What is asked: Repeat the entire listing exactly.

Start of Material for this task

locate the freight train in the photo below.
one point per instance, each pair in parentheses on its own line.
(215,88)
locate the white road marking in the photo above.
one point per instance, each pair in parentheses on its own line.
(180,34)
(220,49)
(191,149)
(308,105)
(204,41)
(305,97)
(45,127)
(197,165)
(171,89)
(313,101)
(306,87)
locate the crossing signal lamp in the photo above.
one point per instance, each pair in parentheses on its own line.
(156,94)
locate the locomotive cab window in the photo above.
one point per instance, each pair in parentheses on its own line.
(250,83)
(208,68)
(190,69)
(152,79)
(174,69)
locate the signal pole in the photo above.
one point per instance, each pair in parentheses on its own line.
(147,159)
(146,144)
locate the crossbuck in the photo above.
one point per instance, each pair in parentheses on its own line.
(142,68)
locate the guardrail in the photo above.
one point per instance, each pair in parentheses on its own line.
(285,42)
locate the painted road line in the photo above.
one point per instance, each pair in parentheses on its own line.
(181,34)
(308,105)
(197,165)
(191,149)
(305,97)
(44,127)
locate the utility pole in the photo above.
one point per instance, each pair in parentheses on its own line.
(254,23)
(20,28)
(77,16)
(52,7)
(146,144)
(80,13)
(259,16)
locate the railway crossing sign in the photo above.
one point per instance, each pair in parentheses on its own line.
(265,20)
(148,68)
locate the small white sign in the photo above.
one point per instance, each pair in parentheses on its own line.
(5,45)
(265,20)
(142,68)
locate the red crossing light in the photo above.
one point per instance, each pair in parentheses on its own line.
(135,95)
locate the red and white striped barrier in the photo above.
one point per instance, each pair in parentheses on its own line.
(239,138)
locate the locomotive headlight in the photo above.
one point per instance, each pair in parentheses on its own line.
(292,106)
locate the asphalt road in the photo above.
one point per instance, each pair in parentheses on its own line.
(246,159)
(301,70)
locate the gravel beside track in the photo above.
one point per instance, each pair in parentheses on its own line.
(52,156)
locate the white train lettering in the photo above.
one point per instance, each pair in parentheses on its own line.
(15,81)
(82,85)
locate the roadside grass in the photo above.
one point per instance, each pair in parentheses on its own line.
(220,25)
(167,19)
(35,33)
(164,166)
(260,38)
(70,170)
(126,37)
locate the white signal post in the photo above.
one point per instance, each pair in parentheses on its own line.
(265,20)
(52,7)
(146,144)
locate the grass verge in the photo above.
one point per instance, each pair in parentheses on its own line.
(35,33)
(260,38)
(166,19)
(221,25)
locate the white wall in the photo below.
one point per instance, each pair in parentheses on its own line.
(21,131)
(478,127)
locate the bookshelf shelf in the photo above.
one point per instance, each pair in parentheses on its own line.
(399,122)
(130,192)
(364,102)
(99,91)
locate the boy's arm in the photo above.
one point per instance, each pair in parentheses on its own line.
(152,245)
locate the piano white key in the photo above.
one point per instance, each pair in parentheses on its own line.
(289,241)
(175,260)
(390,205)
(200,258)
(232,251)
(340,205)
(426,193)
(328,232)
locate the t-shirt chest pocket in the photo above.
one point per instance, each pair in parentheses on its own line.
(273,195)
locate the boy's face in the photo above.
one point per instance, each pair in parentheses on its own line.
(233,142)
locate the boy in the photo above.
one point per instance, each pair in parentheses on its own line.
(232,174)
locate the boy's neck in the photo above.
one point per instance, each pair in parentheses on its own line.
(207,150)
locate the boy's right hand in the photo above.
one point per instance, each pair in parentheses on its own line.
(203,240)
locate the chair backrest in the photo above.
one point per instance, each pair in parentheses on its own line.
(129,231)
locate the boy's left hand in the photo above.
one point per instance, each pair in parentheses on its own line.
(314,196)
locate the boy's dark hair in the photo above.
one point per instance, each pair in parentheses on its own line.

End of Material for this task

Result of the task:
locate the freight train in the photo below.
one point per instance, each pair in parentheses on its own line.
(215,88)
locate the white road marking in the photo above.
one point per instance, each pair in parentheses on its own line.
(180,34)
(220,49)
(191,149)
(308,105)
(204,41)
(305,97)
(45,127)
(197,165)
(171,89)
(313,101)
(306,87)
locate the crossing signal lamp in the photo above.
one point per instance, each pair in parentheses on its own line.
(156,94)
locate the locomotive cab window in the photo above.
one point per instance, each pair in parentheses on its own line.
(250,83)
(208,68)
(190,69)
(152,79)
(174,69)
locate the signal pole in the photo above.
one point per instance, each pair in parentheses on its own line.
(147,159)
(146,144)
locate the crossbuck in the photo above.
one point per instance, each pair in parentheses on its own line.
(142,68)
locate the guardrail in the photo above.
one point per instance, each pair in parentheses on its own line.
(285,42)
locate the painted road line in the photo above.
one point per instance, each pair in parentheses on its own line.
(181,34)
(308,105)
(197,165)
(191,149)
(305,97)
(44,127)
locate the utility pole in the photo above.
one point per instance, each pair in parentheses on its own line.
(254,23)
(20,28)
(77,16)
(52,7)
(146,144)
(80,13)
(259,16)
locate the railway crossing sign in the photo above.
one point per instance, each pair in parentheses on its own line.
(265,20)
(148,68)
locate the small white sign in the photo above.
one point per instance, each pair in parentheses on its own line.
(5,45)
(265,20)
(142,68)
locate the red crossing light in the photo above.
one point per instance, each pair in parentheses on its own line.
(135,95)
locate the red and white striped barrier in the photo above.
one point per instance, each pair in parentheses on its own line.
(239,138)
locate the locomotive headlight in the photo above.
one point per instance, each pair in parentheses on its own line.
(292,106)
locate the asphalt road in the photo above.
one point per instance, each pair in parentheses on its own line.
(246,159)
(301,70)
locate the gravel beside track in the photo above.
one point per instance, each pair in parentheses on its own line.
(52,156)
locate the white train lettering in the photo above.
one point per instance, each pair in parentheses on its own line.
(15,81)
(82,85)
locate the roadside grass in the photo above.
one point per instance, each pair in parentheses on its own line.
(220,25)
(167,19)
(35,33)
(164,166)
(260,38)
(70,170)
(126,37)
locate the white signal post in the photo above.
one point per instance, each pair in parentheses on its own line.
(265,20)
(52,7)
(146,144)
locate the grass verge in the photo above.
one point per instance, each pair in parentheses on its own line.
(35,33)
(260,38)
(166,19)
(221,25)
locate the white wall in the photo below.
one point per instance, each pair in parentheses on its own line.
(21,131)
(478,127)
locate the bookshelf shelf in the photo above.
one point per instance, each pair in parentheses on its own line.
(399,122)
(130,192)
(364,102)
(99,91)
locate the boy's arm in the photo above.
one point per instance, each pair in parentheses on its own line.
(152,245)
locate the piano white key in the photo above.
one point per instance, each pair in parentheses on its own line.
(289,241)
(175,260)
(390,205)
(200,258)
(232,251)
(340,205)
(426,193)
(328,232)
locate the t-shirt chest pocket in the photo above.
one point per instance, each pair in parentheses on its own line.
(273,195)
locate the boy's face in the photo above.
one point per instance, each pair in parentheses on its own line.
(233,142)
locate the boy in the photo above.
one point per instance, each pair in parentheses on its own line.
(232,174)
locate the boy's neck in the photo above.
one point per instance, each pair in parentheses on its own line.
(207,150)
locate the boy's right hand in the photo above.
one point per instance, each pair in parentheses on its own line.
(203,240)
locate the chair backrest in the photo above.
one point per instance, each pair in parentheses on its own line.
(129,231)
locate the boy's left hand in the photo above.
one point per instance, each pair in parentheses on its own line.
(314,196)
locate the boy's dark hair in the photo above.
one point per instance, each pair in parentheses on its own line.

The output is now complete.